→ Goal of the exercise: Gather every line of the items that contains the string "evergreen". Case counts.

Records from a collection:

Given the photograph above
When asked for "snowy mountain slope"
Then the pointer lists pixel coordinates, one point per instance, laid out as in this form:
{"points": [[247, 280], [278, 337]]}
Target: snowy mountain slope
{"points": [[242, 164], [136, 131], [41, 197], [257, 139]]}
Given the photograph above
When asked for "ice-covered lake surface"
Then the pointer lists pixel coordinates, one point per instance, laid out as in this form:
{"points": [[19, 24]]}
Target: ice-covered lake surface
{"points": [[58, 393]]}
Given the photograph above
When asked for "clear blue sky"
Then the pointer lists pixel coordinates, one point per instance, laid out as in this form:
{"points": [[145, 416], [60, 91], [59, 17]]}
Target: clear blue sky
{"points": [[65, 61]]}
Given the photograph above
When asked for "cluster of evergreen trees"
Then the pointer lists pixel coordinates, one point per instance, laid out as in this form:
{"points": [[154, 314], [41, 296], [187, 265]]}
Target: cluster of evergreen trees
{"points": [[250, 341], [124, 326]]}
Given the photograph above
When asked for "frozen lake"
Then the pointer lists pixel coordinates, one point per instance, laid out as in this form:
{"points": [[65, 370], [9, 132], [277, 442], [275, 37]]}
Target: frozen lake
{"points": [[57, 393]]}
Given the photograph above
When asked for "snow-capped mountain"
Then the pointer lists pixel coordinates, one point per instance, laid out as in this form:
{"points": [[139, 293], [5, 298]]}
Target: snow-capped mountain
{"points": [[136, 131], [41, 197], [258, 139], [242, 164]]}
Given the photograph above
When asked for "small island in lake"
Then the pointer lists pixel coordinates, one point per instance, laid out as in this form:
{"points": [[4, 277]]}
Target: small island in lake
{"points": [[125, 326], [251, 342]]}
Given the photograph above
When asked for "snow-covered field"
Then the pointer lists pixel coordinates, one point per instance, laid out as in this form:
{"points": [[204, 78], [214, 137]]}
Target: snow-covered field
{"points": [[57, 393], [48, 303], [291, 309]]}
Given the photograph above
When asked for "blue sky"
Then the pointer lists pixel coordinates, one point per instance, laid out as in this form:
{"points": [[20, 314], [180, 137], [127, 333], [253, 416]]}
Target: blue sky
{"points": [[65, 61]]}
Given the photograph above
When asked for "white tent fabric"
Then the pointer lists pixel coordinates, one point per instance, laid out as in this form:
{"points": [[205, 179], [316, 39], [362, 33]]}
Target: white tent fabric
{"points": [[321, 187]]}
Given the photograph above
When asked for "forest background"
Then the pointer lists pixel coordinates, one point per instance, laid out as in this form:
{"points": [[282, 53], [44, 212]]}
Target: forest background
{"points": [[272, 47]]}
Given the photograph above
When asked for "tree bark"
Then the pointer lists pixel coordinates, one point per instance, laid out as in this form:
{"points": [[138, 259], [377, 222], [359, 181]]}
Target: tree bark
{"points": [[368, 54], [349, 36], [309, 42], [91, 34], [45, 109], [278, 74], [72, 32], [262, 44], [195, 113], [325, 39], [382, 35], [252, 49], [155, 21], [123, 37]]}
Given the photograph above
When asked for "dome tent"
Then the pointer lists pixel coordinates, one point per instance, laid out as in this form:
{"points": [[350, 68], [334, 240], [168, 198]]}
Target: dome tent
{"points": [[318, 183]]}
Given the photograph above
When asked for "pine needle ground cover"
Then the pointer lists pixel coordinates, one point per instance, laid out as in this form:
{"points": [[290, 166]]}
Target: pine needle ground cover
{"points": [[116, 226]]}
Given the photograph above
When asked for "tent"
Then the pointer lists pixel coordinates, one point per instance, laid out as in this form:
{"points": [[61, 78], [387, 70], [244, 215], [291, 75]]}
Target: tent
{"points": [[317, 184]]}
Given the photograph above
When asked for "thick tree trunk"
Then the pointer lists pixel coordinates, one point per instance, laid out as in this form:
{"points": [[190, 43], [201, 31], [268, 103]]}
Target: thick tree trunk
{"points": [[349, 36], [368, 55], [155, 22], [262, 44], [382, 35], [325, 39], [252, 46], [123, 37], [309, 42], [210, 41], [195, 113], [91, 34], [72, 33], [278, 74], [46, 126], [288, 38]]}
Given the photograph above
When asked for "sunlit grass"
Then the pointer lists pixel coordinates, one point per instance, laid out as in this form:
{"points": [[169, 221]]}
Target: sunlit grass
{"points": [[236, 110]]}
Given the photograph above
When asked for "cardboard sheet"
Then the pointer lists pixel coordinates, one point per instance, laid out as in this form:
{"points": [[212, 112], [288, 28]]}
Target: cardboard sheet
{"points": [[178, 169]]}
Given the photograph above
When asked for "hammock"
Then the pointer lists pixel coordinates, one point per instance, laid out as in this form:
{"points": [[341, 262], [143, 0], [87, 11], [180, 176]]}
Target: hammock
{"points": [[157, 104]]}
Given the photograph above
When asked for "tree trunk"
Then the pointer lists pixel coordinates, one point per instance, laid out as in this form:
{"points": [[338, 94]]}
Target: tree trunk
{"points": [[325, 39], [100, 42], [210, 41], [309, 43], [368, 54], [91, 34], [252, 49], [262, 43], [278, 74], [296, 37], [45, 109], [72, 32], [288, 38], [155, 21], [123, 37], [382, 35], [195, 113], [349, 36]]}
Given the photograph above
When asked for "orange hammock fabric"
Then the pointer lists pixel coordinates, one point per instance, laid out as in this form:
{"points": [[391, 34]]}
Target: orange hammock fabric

→ Solution for this problem:
When asked for "cluster of evergreen trees"
Target: cluster of evergreen trees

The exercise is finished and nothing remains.